━━━ Passage shown
Monday 25 June 2012

Up and down and round and round!

I had a brilliant day yesterday - i managed to go out to the market even though i have had a really bad head for days (slept for about 36hrs i think this time!),  had a great catch up with some friends and even managed to sell quite a lot of my house clutter.  I was positively bouncing yesterday - literally at one point LOL! It also came to me as a huge surprise when i realised on my home that not once had i felt the awful fear that has shadowed my every move for so long.  So long in fact that i was beginning to think i had an evil twin!!! 


Its funny how acutely i have felt the fear practically every day, and yet it took me the whole day to notice it wasn't there yesterday.....I did get myself flustered a few times but that is a completely different feeling.  


Today however i feel quite low again.  I can't get myself focussed on anything and when i try to do something it just seems to go rather pear shaped! I have ended up frustrating myself to the point of screaming and wanting to hide under the duvet.  If i am honest about it with myself i know i'm just tired - it still takes a lot out of me to go to the market.  The sensible and gentle side of me says "just take it easy today" but the evil twin says "you are just rubbish at everything you try to do so why bother?" oh and "what exactly do you think you are doing anyway? Its all going to fall apart if you keep going......"
━━━━━━
━━━ Given information
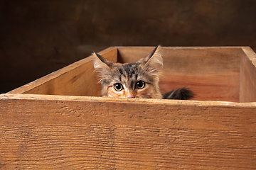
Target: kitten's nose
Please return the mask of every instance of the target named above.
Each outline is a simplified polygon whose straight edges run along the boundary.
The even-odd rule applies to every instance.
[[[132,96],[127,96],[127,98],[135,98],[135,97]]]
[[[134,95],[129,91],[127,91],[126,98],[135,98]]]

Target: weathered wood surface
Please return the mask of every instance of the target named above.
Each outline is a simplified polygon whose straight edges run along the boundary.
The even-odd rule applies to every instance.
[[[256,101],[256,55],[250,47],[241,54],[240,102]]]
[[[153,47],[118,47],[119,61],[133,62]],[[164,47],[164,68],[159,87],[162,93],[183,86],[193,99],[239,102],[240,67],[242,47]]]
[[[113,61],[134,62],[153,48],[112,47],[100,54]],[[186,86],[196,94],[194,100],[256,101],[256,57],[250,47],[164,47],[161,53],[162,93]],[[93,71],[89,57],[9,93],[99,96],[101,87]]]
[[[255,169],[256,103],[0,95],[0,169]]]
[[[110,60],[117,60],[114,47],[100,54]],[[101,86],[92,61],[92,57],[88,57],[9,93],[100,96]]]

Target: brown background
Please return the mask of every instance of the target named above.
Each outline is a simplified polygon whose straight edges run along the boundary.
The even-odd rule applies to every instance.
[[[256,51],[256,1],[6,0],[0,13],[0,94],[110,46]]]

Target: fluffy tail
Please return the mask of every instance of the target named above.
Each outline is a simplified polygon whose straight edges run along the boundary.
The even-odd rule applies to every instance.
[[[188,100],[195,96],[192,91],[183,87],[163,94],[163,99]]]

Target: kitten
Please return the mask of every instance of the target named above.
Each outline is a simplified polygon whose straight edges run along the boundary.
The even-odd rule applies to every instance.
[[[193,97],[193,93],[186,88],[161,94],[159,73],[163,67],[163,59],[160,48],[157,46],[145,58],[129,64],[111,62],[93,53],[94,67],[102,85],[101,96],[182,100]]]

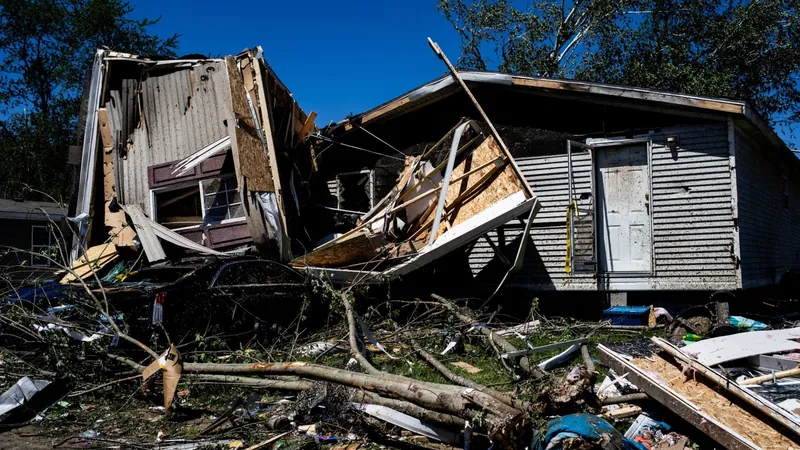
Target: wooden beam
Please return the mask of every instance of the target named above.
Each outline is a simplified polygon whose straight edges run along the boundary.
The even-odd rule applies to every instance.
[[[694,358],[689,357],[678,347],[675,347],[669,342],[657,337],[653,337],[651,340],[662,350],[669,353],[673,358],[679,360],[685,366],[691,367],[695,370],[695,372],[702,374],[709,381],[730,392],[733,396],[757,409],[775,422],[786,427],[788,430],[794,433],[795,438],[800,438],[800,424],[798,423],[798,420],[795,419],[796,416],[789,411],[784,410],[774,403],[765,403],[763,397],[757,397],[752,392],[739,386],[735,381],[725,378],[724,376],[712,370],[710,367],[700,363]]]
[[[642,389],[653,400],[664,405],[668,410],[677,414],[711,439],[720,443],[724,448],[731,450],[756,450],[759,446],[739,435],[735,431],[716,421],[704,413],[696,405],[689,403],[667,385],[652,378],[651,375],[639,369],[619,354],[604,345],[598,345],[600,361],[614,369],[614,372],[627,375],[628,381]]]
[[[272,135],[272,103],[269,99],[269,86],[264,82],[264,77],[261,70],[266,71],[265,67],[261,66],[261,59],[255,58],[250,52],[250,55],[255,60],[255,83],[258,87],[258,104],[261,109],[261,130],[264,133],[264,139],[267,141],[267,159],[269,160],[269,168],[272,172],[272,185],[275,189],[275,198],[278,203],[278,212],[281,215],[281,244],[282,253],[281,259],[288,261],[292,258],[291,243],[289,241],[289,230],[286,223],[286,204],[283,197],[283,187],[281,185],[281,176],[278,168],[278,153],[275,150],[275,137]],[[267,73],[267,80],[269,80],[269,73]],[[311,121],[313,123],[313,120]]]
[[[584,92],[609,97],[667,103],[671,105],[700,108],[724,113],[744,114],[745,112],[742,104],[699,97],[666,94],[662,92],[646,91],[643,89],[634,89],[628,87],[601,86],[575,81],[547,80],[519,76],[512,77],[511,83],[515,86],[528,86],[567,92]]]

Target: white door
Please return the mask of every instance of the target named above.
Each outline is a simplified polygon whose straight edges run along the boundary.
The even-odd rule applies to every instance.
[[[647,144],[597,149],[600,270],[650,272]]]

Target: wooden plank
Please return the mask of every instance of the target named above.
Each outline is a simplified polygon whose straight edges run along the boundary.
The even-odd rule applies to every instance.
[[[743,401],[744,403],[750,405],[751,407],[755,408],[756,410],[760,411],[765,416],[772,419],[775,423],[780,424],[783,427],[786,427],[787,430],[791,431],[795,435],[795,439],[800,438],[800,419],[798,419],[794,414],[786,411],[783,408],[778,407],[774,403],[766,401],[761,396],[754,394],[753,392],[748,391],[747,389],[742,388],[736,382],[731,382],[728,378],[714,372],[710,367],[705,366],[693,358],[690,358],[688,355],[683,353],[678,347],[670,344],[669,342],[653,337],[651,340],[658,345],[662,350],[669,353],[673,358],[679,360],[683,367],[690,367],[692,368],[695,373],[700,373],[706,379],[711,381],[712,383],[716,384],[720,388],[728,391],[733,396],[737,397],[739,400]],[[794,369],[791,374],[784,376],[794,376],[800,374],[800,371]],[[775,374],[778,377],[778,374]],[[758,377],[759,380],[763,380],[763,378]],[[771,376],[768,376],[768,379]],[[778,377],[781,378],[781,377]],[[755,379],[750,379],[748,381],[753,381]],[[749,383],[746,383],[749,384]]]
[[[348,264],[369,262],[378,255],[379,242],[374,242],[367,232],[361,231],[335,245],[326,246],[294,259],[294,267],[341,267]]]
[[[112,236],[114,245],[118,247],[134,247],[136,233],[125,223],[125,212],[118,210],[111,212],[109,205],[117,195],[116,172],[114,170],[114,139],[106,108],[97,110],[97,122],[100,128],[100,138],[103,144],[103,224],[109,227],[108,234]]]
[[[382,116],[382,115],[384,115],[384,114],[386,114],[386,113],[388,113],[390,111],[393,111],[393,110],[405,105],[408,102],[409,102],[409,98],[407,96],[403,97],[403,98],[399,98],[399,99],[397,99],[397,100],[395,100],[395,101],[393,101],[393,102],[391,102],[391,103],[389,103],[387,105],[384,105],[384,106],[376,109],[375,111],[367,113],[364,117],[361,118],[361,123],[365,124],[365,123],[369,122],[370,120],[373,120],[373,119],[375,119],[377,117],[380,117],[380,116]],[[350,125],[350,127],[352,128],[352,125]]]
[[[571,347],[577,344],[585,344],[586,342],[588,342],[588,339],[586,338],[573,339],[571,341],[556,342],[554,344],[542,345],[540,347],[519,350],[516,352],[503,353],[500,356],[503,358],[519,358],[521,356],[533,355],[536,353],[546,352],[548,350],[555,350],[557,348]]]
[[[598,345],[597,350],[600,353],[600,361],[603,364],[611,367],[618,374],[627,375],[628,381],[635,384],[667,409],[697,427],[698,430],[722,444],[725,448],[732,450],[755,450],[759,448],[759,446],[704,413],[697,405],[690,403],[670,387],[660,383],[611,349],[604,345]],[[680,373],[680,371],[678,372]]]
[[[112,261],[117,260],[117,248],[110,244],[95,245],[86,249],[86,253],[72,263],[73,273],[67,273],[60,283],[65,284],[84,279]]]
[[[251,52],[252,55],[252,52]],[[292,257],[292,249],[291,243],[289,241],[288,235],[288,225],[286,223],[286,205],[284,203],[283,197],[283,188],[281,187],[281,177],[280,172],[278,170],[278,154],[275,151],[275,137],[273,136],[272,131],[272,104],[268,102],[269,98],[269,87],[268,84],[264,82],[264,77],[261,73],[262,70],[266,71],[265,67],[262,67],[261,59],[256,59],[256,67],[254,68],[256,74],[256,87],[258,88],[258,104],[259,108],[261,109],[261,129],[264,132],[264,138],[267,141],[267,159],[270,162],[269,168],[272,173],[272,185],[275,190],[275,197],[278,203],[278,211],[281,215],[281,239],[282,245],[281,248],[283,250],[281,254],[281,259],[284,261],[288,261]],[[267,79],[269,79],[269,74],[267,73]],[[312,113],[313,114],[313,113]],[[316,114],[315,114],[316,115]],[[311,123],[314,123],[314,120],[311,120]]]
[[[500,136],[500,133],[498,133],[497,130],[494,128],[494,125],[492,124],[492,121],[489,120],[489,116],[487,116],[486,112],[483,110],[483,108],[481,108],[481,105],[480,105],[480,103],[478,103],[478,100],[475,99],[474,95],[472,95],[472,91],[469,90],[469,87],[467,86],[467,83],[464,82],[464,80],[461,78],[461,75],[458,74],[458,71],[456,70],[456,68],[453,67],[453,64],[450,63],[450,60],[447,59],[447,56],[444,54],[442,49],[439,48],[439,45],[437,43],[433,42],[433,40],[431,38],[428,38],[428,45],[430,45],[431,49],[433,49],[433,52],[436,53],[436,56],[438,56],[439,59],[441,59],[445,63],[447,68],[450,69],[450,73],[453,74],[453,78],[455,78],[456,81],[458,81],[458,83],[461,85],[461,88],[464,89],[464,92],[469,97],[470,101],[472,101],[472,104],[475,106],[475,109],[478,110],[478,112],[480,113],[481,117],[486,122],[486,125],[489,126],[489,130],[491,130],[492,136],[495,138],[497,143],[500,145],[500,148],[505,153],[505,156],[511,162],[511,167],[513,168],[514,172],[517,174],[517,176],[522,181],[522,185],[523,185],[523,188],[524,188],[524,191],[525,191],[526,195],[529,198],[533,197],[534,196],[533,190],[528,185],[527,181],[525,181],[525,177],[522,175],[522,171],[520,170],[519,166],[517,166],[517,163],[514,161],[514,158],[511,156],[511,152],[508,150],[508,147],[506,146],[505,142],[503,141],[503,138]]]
━━━━━━
What you should do: Reproduce the part of the blog post starting at "Up and down" and ending at "an evil twin!!!", word for word.

Task result:
Up and down and round and round!

I had a brilliant day yesterday - i managed to go out to the market even though i have had a really bad head for days (slept for about 36hrs i think this time!),  had a great catch up with some friends and even managed to sell quite a lot of my house clutter.  I was positively bouncing yesterday - literally at one point LOL! It also came to me as a huge surprise when i realised on my home that not once had i felt the awful fear that has shadowed my every move for so long.  So long in fact that i was beginning to think i had an evil twin!!!